_Übungsmaterial_:
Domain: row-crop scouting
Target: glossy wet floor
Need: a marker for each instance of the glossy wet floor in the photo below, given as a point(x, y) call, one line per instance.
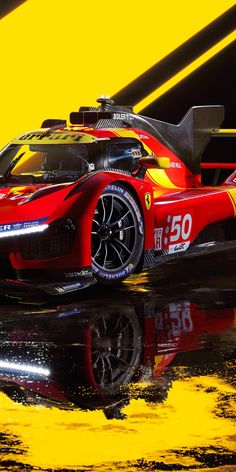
point(141, 377)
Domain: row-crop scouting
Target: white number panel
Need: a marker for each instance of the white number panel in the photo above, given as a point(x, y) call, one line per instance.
point(175, 236)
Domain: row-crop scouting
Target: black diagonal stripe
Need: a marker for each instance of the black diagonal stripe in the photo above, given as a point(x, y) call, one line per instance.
point(6, 6)
point(170, 65)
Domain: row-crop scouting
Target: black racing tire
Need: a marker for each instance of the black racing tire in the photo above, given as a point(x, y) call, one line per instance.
point(117, 235)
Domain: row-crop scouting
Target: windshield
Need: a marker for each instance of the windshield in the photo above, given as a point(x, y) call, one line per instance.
point(47, 162)
point(33, 162)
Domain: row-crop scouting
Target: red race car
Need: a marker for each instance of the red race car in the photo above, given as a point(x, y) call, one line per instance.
point(110, 194)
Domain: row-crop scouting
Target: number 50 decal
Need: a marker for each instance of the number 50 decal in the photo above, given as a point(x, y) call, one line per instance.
point(181, 227)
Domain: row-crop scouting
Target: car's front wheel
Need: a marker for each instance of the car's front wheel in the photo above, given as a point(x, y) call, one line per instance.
point(117, 235)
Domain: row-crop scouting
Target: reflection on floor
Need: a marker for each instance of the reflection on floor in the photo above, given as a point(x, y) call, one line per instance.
point(137, 379)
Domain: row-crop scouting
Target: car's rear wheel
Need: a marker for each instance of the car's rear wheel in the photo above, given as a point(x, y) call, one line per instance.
point(117, 235)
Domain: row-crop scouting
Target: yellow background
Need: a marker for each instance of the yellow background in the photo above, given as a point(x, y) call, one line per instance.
point(57, 55)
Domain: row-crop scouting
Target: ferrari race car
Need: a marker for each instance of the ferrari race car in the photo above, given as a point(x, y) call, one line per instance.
point(109, 194)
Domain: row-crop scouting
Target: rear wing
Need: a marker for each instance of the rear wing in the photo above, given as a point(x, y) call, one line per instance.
point(187, 140)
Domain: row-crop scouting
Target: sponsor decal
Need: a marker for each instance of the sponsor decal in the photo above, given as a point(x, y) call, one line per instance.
point(136, 153)
point(4, 228)
point(122, 116)
point(82, 273)
point(158, 232)
point(53, 138)
point(147, 198)
point(69, 287)
point(176, 165)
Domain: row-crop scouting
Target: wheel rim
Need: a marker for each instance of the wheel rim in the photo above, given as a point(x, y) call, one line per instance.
point(115, 351)
point(114, 233)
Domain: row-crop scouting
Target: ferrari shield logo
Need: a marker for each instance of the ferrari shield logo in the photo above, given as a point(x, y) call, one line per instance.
point(148, 200)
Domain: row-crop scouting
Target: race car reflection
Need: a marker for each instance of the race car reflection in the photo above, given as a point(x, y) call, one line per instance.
point(83, 357)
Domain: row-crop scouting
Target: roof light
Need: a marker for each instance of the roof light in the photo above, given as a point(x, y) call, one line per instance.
point(6, 232)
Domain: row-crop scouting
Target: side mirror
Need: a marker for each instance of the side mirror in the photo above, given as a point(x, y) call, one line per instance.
point(154, 162)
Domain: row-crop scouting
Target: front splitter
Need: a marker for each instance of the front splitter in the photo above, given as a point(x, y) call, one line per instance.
point(9, 287)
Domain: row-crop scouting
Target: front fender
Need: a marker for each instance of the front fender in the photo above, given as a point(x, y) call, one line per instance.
point(81, 203)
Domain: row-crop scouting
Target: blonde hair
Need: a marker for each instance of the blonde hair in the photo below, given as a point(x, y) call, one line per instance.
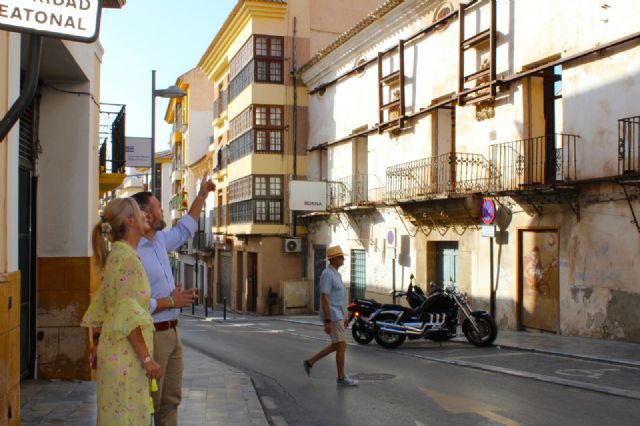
point(112, 227)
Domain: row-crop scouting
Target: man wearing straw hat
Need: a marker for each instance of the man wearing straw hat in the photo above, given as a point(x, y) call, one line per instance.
point(332, 293)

_Arbeitsauftrag_:
Schreibe sämtliche Einträge oben in eine nummerierte Liste um, ohne Leerzeilen. Die Bilder gehören nicht in die Antwort.

_Vollständige Lösung_:
1. Domain: row-crop scouting
2. Target: glossy wet floor
3. Need: a marker for each instance of the glossy wet floor in the photo below, given as a point(x, y) call, one line per instance.
4. point(141, 377)
5. Domain: row-crop scouting
6. Target: white number panel
7. Need: a marker for each instance of the white number panel in the photo above, given as a point(x, y) call, one line per instance.
8. point(175, 236)
9. Domain: row-crop scouting
10. Target: black diagonal stripe
11. Need: a marker for each instance of the black diagonal stripe in the photo above, given as a point(x, y) call, one line per instance.
12. point(6, 6)
13. point(170, 65)
14. Domain: row-crop scouting
15. Target: black racing tire
16. Need: a marker for each instance of the black racing tire in the photo above, given as a point(x, y) call, one line per instance.
17. point(117, 235)
18. Domain: row-crop scouting
19. Target: windshield
20. Need: a marker for each instance of the windshield in the photo above, given as a point(x, y) call, one line per instance.
21. point(47, 162)
22. point(33, 162)
23. Domain: row-crop scouting
24. Target: red race car
25. Need: a marker for each instance of the red race car in the photo above, given as a point(x, y) call, one line per instance.
26. point(110, 194)
27. Domain: row-crop scouting
28. Target: number 50 decal
29. Need: a marker for each instance of the number 50 decal in the photo above, given as a point(x, y) call, one line per instance.
30. point(181, 227)
31. Domain: row-crop scouting
32. Target: car's front wheel
33. Need: a marker for each instance of the car's front wheel in the photo above, given as a point(x, y) call, one line per instance.
34. point(117, 235)
35. Domain: row-crop scouting
36. Target: reflection on floor
37. Need: a marker for each instance of the reflection on floor in the photo above, given as a point(x, y) call, one line per instance.
38. point(137, 379)
39. Domain: row-crop scouting
40. Target: car's rear wheel
41. Need: a marker for each instance of the car's rear wheel in the photo above, given as a point(x, y) call, one line per instance.
42. point(117, 235)
43. Domain: row-crop scouting
44. Target: yellow background
45. Need: a marker for each instance of the yellow background in the photo above, given as a point(x, y) call, one line per instance.
46. point(57, 55)
47. Domain: row-crop scouting
48. Target: ferrari race car
49. Need: a marker for each instance of the ferrari race car in the photo above, given as a point(x, y) call, one line per instance.
50. point(109, 194)
51. Domain: row-crop scouting
52. Target: rear wing
53. Need: a marker for each instance of the rear wing in the photo above, given as a point(x, y) call, one line per instance.
54. point(187, 140)
55. Domain: row-crop scouting
56. Target: sponsor decal
57. Need: a marker for each instance of the sponsor decal in the photo above, given as a point(x, y) call, one line per instance.
58. point(136, 153)
59. point(4, 228)
60. point(122, 116)
61. point(82, 273)
62. point(158, 232)
63. point(53, 138)
64. point(147, 198)
65. point(69, 287)
66. point(176, 165)
67. Domain: row-crop scouting
68. Target: wheel rim
69. Need: a marker for each instance of the wheel rim in the photo above, given as a point(x, y) call, one line per instance.
70. point(115, 351)
71. point(114, 233)
72. Domain: row-crop scouting
73. Target: ferrari shield logo
74. Need: a marker for each instance of the ferrari shield logo in the photo above, given as a point(x, y) call, one line per instance.
75. point(148, 200)
76. Domain: row-crop scouting
77. Target: race car reflection
78. Need: a marker for each instance of the race car reflection in the photo above, given as a point(x, y) call, one line per instance.
79. point(83, 357)
80. Domain: row-crop scouting
81. Target: roof light
82. Need: a marker for each instance of the roof light in the photo above, given as a point(x, y) call, one line per instance.
83. point(6, 232)
84. Domain: row-crop scouting
85. Target: side mirror
86. Need: a marker for each instance of the side mirror in the photo above, given as a point(x, y) call, one line per instance.
87. point(154, 162)
88. Domain: row-crop scouting
89. Target: front splitter
90. Need: a marker for each instance of the front splitter in the photo above, given as a point(x, y) call, one line per instance.
91. point(9, 287)
92. Domain: row-crop scouting
93. Target: front fender
94. Need: a marker for each instance of the front fender in the photo above, given as a point(x, y) call, one line per instance.
95. point(81, 203)
96. Domain: row-crop scouting
97. Target: blonde hair
98. Need: a marker for each instance of the blonde hair in the photo below, given as a point(x, y) call, one line per instance.
99. point(112, 227)
100. Domain: row-crop scouting
101. Target: man wearing straw hat
102. Need: a marker for each instance of the man wearing straw hat in the photo above, given as a point(x, y) call, one line per instance.
103. point(332, 293)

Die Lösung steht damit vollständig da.